Trecho selecionado:
#####

20/12/2016. Enviado por Dr. Rafael Lança Morozeski em Consumidor
A sociedade de consumo de massa torna o individuo apenas um a mais, e isso influencia na relação jurídica. Há portanto uma crise do contrato, pois se não houve regulação nenhuma não haverá liberdade nem igualdade entre as partes.
Quando um determinado fornecedor consegue produzir em serie, vender em serie, prestar serviços em serie, obviamente ele não se relaciona mais com o indivíduo consumidor, mas com a coletividade. O indivíduo sozinho representa pouco ou até nada. A face do mercado de consumo então compõe-se de empresas e instituições mais fortes e individuos consumidores mais fracos.
Nas relações jurídicas contratuais essa situação estremece a base do contrato. As duas bases ou alicerces dos contratos que mais se destacam são: autonomia da vontade e igualdade entre as parte.

#####

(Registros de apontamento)
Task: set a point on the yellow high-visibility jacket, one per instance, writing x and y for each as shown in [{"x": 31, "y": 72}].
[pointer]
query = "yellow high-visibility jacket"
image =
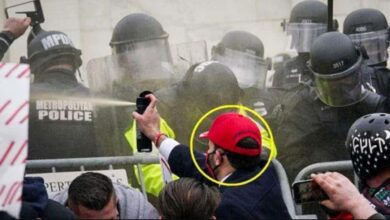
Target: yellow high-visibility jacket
[{"x": 152, "y": 172}]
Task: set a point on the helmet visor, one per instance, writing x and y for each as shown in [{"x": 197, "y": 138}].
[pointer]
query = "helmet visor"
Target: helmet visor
[
  {"x": 147, "y": 66},
  {"x": 250, "y": 70},
  {"x": 303, "y": 35},
  {"x": 341, "y": 89},
  {"x": 375, "y": 43}
]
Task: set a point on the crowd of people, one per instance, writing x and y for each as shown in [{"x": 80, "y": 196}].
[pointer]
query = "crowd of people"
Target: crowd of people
[{"x": 328, "y": 103}]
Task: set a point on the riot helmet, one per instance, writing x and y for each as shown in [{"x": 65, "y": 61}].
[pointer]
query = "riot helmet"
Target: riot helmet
[
  {"x": 368, "y": 28},
  {"x": 211, "y": 84},
  {"x": 368, "y": 143},
  {"x": 243, "y": 53},
  {"x": 50, "y": 48},
  {"x": 140, "y": 32},
  {"x": 308, "y": 20},
  {"x": 337, "y": 69}
]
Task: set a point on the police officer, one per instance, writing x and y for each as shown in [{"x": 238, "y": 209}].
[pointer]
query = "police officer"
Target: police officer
[
  {"x": 308, "y": 20},
  {"x": 205, "y": 86},
  {"x": 13, "y": 28},
  {"x": 316, "y": 119},
  {"x": 140, "y": 61},
  {"x": 61, "y": 117},
  {"x": 368, "y": 143},
  {"x": 243, "y": 53},
  {"x": 368, "y": 28}
]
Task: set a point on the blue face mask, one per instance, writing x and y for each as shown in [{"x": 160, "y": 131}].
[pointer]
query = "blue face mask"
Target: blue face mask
[{"x": 379, "y": 197}]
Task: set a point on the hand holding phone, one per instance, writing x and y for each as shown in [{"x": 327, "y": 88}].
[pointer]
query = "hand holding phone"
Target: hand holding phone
[
  {"x": 144, "y": 144},
  {"x": 308, "y": 191}
]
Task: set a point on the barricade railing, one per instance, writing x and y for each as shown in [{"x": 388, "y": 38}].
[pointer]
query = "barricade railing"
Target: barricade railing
[
  {"x": 109, "y": 162},
  {"x": 339, "y": 166}
]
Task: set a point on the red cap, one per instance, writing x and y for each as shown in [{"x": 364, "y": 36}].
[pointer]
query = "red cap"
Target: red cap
[{"x": 229, "y": 128}]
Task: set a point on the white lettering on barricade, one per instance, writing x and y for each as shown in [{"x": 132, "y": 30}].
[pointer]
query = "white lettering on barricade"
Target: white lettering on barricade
[
  {"x": 56, "y": 182},
  {"x": 64, "y": 110}
]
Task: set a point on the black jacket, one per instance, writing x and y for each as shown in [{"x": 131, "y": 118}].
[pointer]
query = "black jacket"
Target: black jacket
[
  {"x": 61, "y": 126},
  {"x": 260, "y": 199}
]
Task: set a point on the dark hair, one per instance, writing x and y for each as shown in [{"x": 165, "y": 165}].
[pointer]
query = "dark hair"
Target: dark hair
[
  {"x": 91, "y": 190},
  {"x": 187, "y": 198},
  {"x": 241, "y": 161}
]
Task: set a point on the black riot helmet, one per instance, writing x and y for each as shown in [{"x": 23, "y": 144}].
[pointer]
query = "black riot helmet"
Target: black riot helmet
[
  {"x": 50, "y": 48},
  {"x": 137, "y": 28},
  {"x": 210, "y": 84},
  {"x": 369, "y": 28},
  {"x": 336, "y": 63},
  {"x": 308, "y": 20},
  {"x": 243, "y": 53},
  {"x": 368, "y": 143}
]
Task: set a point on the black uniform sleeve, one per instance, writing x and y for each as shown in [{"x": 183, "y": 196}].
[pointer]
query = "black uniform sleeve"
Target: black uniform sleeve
[{"x": 6, "y": 39}]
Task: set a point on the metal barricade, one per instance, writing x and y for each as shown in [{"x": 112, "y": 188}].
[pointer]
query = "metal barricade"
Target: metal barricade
[
  {"x": 344, "y": 165},
  {"x": 109, "y": 162}
]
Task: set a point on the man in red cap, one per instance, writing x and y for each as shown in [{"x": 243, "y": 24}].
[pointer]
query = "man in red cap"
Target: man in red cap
[{"x": 233, "y": 156}]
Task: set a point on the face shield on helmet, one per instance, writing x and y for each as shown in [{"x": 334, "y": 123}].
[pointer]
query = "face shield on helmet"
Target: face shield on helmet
[
  {"x": 302, "y": 35},
  {"x": 368, "y": 143},
  {"x": 343, "y": 88},
  {"x": 141, "y": 57},
  {"x": 146, "y": 66},
  {"x": 375, "y": 43},
  {"x": 249, "y": 69}
]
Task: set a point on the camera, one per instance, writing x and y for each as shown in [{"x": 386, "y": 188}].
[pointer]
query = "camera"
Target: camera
[
  {"x": 308, "y": 191},
  {"x": 144, "y": 144}
]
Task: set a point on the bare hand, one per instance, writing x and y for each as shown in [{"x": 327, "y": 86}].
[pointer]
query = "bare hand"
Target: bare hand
[
  {"x": 17, "y": 26},
  {"x": 343, "y": 195},
  {"x": 149, "y": 121}
]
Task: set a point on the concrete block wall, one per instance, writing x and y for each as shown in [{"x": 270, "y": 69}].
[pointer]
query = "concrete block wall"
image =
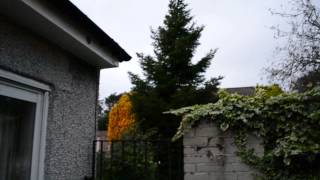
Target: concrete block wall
[{"x": 209, "y": 154}]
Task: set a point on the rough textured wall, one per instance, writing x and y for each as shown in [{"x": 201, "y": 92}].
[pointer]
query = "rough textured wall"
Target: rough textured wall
[
  {"x": 209, "y": 154},
  {"x": 71, "y": 118}
]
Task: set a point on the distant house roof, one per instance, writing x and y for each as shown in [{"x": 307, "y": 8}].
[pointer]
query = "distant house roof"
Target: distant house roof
[
  {"x": 246, "y": 91},
  {"x": 62, "y": 23}
]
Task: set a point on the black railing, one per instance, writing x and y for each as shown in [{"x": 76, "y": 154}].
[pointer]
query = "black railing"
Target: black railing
[{"x": 137, "y": 160}]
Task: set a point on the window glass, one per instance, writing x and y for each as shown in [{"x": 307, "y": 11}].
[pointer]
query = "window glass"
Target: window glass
[{"x": 17, "y": 119}]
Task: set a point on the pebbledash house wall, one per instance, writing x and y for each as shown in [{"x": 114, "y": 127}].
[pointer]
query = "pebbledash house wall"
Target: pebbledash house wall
[
  {"x": 72, "y": 101},
  {"x": 209, "y": 154}
]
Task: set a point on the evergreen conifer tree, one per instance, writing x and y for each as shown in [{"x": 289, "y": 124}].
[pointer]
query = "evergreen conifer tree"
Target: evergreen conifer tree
[{"x": 171, "y": 80}]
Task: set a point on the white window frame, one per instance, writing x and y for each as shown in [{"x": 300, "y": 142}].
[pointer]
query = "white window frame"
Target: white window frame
[{"x": 22, "y": 88}]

#####

Instruções:
• 1. Diga se cada afirmação abaixo está de acordo com o texto sobre a crise do contrato: (a) o fornecedor que produz em série passa a se relacionar com a coletividade, e não com o indivíduo consumidor; (b) o indivíduo sozinho tem grande peso no mercado de consumo; (c) a autonomia da vontade e a igualdade aparecem como bases dos contratos. Responda sim ou não e cite as palavras do texto que decidem cada caso.
• 2. Redigite, no texto sobre a crise do contrato, o trecho que vai de "Nas relações jurídicas" até "entre as parte.".

Respostas dos exercícios:
• 1.
(a) Sim: "ele não se relaciona mais com o indivíduo consumidor, mas com a coletividade".
(b) Não: "O indivíduo sozinho representa pouco ou até nada."
(c) Sim: "As duas bases ou alicerces dos contratos que mais se destacam são: autonomia da vontade e igualdade".

• 2.
Nas relações jurídicas contratuais essa situação estremece a base do contrato. As duas bases ou alicerces dos contratos que mais se destacam são: autonomia da vontade e igualdade entre as parte.